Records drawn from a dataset
━━━━━━━━
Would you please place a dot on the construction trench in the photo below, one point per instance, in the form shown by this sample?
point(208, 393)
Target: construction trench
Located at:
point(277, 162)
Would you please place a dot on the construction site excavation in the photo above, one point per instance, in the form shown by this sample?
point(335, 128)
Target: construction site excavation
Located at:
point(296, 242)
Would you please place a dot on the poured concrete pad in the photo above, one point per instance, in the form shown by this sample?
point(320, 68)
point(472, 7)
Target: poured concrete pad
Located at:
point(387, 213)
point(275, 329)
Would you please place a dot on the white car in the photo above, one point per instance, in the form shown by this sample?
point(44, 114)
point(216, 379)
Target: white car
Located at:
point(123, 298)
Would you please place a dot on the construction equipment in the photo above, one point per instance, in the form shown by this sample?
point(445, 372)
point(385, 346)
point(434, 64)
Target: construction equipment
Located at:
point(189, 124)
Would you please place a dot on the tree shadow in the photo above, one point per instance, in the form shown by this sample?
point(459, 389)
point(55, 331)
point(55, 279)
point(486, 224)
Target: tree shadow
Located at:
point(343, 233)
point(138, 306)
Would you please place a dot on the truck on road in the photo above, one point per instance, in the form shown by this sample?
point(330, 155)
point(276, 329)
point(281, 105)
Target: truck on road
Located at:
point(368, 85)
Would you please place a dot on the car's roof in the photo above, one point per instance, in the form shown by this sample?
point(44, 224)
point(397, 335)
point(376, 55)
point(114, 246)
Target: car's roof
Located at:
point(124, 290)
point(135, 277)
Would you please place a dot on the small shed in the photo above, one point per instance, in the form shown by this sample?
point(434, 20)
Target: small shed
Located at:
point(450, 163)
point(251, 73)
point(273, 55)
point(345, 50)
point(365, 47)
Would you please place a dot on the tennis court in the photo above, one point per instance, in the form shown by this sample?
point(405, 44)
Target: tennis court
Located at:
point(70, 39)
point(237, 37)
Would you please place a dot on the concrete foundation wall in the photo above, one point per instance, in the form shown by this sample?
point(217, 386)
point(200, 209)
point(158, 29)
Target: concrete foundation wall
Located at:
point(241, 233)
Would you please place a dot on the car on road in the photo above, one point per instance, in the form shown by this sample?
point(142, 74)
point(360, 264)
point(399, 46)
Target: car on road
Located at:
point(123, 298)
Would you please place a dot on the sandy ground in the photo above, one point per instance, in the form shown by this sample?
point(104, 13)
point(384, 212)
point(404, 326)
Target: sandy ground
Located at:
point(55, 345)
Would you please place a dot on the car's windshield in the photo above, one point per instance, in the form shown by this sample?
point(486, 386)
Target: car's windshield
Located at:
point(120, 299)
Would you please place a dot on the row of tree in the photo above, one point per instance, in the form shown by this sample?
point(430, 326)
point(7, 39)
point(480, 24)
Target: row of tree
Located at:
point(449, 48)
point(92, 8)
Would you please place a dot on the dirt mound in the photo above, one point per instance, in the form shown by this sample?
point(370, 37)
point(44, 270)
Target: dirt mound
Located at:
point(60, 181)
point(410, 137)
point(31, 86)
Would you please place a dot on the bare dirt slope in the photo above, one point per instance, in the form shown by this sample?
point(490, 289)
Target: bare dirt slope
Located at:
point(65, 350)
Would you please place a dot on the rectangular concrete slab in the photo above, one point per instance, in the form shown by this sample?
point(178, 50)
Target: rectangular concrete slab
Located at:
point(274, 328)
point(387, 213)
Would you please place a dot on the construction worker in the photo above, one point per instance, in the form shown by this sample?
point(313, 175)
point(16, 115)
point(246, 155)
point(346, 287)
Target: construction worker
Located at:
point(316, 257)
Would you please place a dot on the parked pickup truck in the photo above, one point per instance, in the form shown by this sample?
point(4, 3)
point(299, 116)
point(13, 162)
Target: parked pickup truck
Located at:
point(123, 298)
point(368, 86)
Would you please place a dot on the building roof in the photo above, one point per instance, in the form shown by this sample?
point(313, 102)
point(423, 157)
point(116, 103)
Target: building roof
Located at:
━━━━━━━━
Description of the task
Copy all of the entries above exactly as shown.

Written response
Would you please place a dot on the construction trench in the photo below, one point per instance, in the form shown by this sample?
point(208, 393)
Target: construction trench
Located at:
point(277, 162)
Would you please place a dot on the construction site excavation in the photo above, one point per instance, in the form shown by this sample?
point(335, 128)
Target: construction site excavation
Located at:
point(296, 242)
Would you please place a dot on the poured concrete pad in the photo above, one point per instance, in the form shown by this sample?
point(320, 68)
point(472, 7)
Target: poured concrete pad
Located at:
point(387, 213)
point(275, 329)
Would you please place a dot on the white car in the photo above, one point per instance, in the form shown by this sample?
point(44, 114)
point(216, 379)
Target: white car
Located at:
point(123, 298)
Would you please place a dot on the construction equipment in the photo above, one point per instance, in the form shown by this sample?
point(445, 372)
point(385, 346)
point(434, 64)
Target: construction equipment
Located at:
point(189, 124)
Would you please place a dot on the tree shadow in the photo above, one point per instance, in the form shown by this sample?
point(459, 389)
point(55, 331)
point(55, 279)
point(486, 224)
Target: tree shadow
Located at:
point(343, 233)
point(138, 306)
Would you please place a dot on the truck on road in the photo above, one point per instance, in the form shown by this sample?
point(330, 155)
point(276, 329)
point(281, 105)
Target: truck on road
Located at:
point(368, 85)
Would you please place a dot on the car's roof in the photo above, one point per instance, in the form shown by this sample?
point(44, 224)
point(397, 335)
point(376, 55)
point(114, 246)
Target: car's roof
Located at:
point(124, 290)
point(135, 277)
Would you please place a dot on the small shed in the photo above, one point per instance, in the form shown by this sample?
point(434, 20)
Target: small shed
Located at:
point(450, 163)
point(251, 73)
point(273, 55)
point(345, 50)
point(365, 47)
Would you please place a dot on the tennis court in the photo above, one point per instance, in the form shown by this sample?
point(405, 44)
Target: tennis court
Located at:
point(70, 39)
point(237, 37)
Would you please place a dot on the concrete foundation wall in the photo above, one point per instance, in the form shown by this sample?
point(217, 386)
point(200, 209)
point(158, 29)
Target: concrete foundation wall
Located at:
point(241, 233)
Would you please place a dot on the car on road in the photo above, one point per instance, in the form shown by this sample?
point(142, 74)
point(360, 264)
point(399, 46)
Target: car on road
Located at:
point(123, 298)
Would you please place a dot on the sandy ground in the photo above, one point per instance, in the form shown by this sample?
point(104, 13)
point(384, 212)
point(404, 326)
Target: sandy ground
Located at:
point(55, 345)
Would you please place a dot on the car's windshield in the photo above, one point per instance, in the form shown by this sample?
point(486, 386)
Target: car's windshield
Located at:
point(120, 299)
Would you please place a dot on the row of tree in the photo above, one point per instance, in the form shown by this sample?
point(430, 326)
point(7, 39)
point(480, 24)
Target: row of tree
Located at:
point(449, 48)
point(92, 8)
Would you please place a dot on the dirt mound in the photo above, one point per instance, in the form shown by this sample?
point(370, 37)
point(44, 270)
Target: dirt mound
Located at:
point(60, 181)
point(410, 137)
point(31, 86)
Would you please place a dot on the bare dirt slope in the photo above, one point per instance, in the form shown by this sample?
point(490, 289)
Target: bare dirt slope
Located at:
point(65, 350)
Would you please place a dot on the rectangular concrete slab in the photo above, one point per instance, in the form shown by this sample?
point(178, 50)
Target: rectangular concrete slab
Located at:
point(274, 328)
point(387, 213)
Would you please place a dot on the construction worker in the photo above, one point per instance, in the form shown by this sample?
point(313, 175)
point(16, 115)
point(246, 155)
point(346, 287)
Target: construction worker
Located at:
point(316, 257)
Would you please place a dot on the parked pickup truck in the photo above, one point per instance, in the form shown by this sample?
point(4, 3)
point(299, 116)
point(13, 162)
Target: parked pickup truck
Located at:
point(123, 298)
point(368, 86)
Would you please place a dot on the building roof in the photo above, one point per instance, in the form shown by this sample?
point(313, 102)
point(423, 157)
point(116, 103)
Target: building roof
Located at:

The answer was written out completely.